Photo object pointing rows:
------------------------------

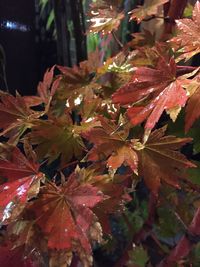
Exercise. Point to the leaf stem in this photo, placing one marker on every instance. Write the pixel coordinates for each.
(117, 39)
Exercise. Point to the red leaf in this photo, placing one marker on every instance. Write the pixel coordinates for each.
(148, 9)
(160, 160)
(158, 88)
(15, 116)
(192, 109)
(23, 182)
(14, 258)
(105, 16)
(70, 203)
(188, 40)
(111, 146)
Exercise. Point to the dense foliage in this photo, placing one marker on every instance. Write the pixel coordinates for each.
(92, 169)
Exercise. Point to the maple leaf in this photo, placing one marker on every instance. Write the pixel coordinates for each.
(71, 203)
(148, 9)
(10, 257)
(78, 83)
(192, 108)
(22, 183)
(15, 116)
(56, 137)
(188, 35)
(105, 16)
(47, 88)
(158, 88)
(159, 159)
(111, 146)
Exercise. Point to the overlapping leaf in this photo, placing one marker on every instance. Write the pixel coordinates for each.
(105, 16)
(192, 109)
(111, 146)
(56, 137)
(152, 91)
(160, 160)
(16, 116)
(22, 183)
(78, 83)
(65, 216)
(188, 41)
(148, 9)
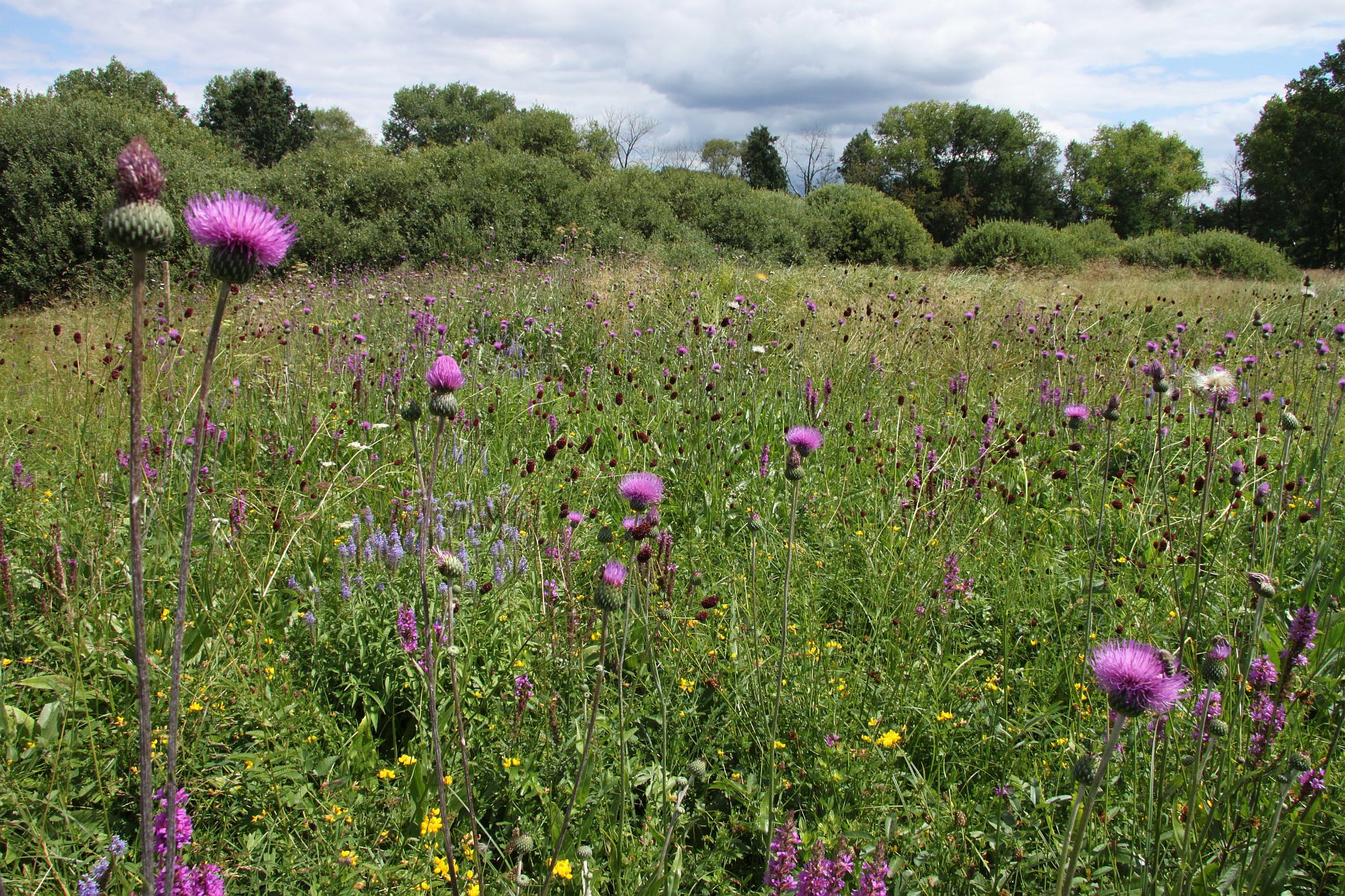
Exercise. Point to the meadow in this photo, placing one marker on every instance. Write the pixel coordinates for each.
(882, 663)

------------------------------

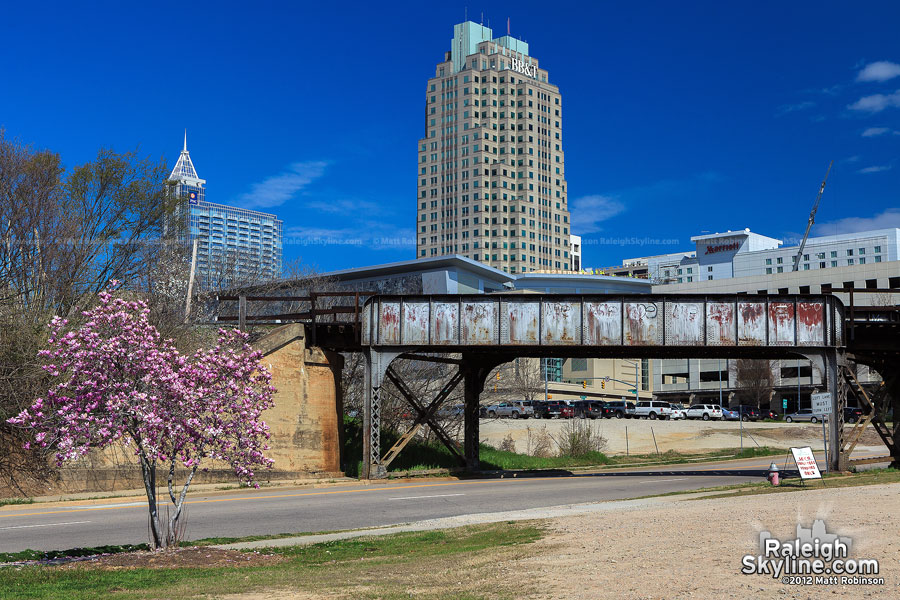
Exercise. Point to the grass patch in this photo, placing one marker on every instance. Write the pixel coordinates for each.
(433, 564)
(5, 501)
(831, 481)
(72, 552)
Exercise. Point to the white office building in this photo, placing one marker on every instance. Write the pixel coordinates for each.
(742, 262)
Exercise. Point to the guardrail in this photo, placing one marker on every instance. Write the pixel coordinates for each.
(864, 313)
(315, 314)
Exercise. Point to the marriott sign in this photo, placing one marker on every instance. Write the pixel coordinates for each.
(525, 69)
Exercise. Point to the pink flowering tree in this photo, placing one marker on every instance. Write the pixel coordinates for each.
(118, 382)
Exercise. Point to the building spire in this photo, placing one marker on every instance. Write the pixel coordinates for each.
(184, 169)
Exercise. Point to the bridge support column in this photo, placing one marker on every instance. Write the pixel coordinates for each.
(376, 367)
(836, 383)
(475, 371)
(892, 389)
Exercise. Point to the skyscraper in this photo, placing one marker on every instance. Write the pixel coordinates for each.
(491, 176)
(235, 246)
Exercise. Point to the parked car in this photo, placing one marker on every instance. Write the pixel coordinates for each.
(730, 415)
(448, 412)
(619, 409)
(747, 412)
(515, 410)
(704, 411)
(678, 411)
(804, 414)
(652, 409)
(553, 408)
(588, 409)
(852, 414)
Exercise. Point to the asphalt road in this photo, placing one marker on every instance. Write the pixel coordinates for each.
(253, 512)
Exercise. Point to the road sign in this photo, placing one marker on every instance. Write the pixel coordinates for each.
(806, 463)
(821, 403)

------------------------------

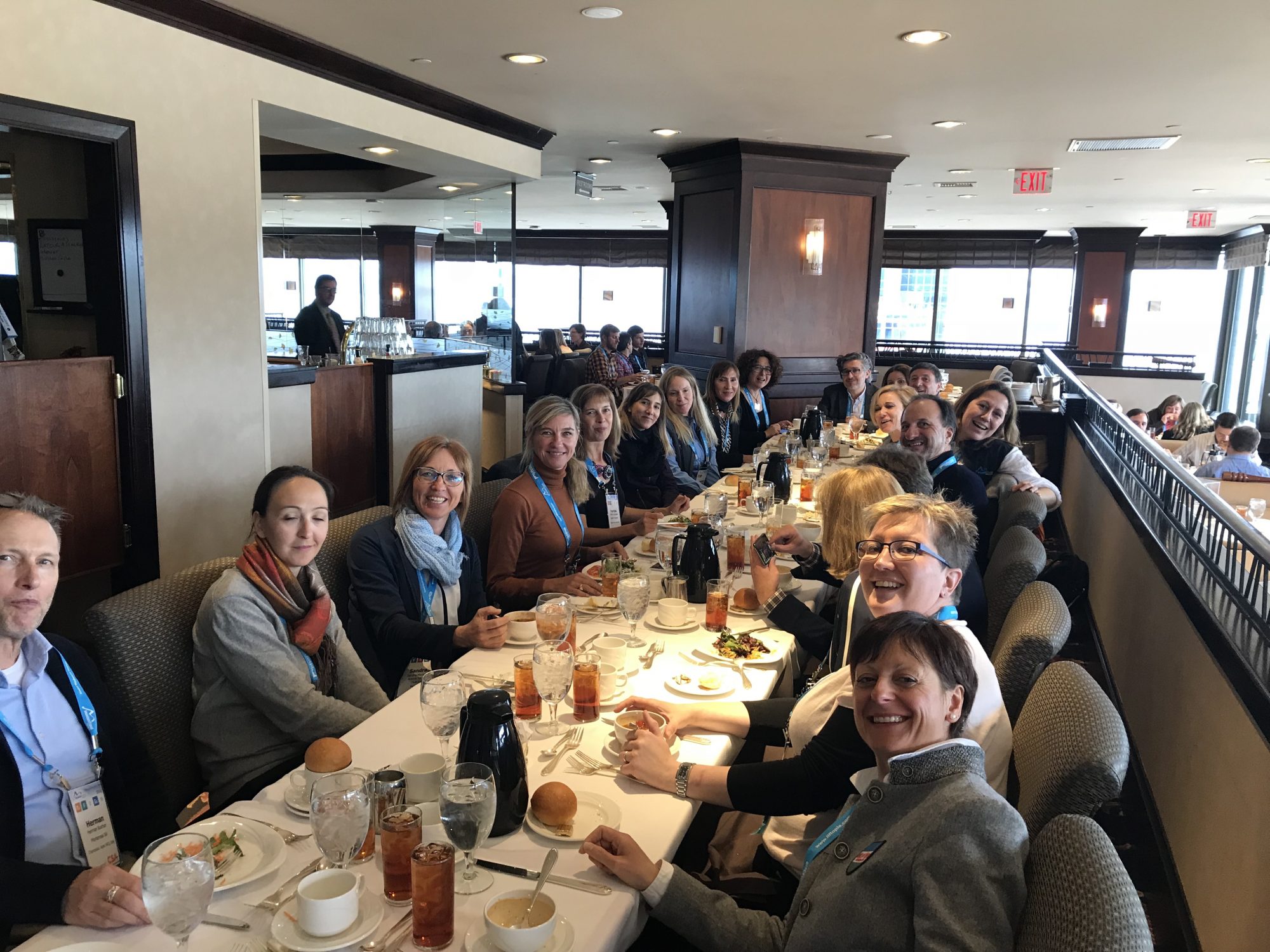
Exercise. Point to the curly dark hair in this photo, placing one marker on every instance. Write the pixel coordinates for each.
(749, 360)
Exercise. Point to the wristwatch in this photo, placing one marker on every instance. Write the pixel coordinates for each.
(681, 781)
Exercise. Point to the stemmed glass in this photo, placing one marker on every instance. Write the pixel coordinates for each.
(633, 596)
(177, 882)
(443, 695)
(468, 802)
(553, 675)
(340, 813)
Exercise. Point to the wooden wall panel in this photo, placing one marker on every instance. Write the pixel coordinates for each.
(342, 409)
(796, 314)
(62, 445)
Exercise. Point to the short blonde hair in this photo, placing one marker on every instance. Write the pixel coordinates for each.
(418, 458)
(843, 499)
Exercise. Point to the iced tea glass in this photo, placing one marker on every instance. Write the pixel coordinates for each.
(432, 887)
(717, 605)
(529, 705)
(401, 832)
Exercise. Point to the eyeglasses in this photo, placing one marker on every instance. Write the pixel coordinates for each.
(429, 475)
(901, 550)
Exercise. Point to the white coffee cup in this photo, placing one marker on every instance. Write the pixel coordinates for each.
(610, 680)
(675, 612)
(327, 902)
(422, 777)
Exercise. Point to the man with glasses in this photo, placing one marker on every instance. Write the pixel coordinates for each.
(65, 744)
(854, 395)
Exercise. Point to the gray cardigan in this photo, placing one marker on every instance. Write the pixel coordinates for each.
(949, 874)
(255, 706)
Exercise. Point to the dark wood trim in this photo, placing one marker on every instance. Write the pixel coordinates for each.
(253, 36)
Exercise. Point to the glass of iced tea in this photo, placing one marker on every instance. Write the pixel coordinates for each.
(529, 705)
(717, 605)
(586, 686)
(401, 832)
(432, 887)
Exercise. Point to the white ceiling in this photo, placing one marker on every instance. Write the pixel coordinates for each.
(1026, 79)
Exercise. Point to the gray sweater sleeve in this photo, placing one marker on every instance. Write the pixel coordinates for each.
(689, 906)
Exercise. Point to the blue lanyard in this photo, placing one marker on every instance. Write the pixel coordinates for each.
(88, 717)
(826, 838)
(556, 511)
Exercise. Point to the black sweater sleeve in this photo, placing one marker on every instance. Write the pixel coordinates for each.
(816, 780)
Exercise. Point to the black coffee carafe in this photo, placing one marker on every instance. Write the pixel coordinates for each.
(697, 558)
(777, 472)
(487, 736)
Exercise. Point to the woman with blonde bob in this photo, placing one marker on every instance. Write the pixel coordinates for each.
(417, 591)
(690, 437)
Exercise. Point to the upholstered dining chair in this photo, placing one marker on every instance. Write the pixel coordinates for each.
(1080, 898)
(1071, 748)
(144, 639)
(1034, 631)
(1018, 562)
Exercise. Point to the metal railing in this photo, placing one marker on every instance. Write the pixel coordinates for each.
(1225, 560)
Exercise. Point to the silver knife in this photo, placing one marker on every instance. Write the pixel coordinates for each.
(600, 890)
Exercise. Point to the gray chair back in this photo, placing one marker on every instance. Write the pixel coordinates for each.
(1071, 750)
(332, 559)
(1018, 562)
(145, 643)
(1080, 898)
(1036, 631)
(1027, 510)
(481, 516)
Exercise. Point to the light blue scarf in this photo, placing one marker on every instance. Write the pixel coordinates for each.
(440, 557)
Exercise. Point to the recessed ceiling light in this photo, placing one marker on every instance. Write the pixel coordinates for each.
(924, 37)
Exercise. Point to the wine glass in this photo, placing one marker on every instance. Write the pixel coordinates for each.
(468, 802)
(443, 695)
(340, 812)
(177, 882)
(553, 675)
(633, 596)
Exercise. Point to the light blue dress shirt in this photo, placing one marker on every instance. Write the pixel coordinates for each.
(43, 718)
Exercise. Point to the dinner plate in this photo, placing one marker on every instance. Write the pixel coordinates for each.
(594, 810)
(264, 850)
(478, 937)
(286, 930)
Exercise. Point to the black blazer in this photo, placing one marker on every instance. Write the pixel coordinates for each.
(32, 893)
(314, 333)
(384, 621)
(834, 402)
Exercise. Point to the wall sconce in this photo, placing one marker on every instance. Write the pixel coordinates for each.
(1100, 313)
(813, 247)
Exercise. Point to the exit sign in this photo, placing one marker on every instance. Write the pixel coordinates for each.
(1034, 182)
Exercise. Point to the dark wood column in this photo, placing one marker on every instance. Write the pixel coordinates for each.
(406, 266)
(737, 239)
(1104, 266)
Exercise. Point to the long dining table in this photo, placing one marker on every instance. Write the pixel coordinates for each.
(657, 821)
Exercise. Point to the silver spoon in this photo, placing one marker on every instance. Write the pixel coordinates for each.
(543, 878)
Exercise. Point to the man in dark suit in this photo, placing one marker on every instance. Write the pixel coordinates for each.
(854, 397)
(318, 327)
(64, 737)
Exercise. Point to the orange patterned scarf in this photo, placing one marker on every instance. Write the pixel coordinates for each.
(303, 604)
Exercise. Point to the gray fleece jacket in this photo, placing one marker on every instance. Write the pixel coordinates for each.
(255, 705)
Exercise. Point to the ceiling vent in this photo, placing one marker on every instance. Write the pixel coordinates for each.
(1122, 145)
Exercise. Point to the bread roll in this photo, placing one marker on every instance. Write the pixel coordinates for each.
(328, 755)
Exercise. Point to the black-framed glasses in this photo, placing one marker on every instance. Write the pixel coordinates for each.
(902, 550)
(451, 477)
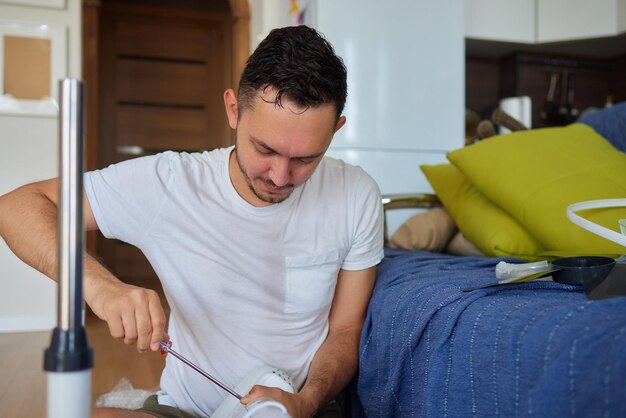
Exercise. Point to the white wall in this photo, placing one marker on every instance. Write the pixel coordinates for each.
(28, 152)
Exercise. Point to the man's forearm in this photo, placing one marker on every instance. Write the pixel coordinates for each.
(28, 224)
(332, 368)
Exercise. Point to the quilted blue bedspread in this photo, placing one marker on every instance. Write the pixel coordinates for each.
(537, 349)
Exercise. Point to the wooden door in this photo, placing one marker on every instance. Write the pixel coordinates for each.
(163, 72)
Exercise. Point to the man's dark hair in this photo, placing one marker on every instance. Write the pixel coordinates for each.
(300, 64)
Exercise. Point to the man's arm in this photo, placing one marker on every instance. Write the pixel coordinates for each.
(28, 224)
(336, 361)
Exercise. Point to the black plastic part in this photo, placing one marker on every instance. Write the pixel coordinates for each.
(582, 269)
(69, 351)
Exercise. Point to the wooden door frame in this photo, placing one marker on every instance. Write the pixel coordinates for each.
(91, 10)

------------------------------

> _Work to do_: Which lines in the rows above contain the word "coffee"? Pull out every such line and copy it in full.

> _Written response_:
Exercise. Point to the white coffee cup in this photo, placing one marker on every instance. Write the pixel coordinates for each.
Exercise. Point to the black coffee carafe in this photo, placing one marker on every instance. Write the pixel coordinates for each.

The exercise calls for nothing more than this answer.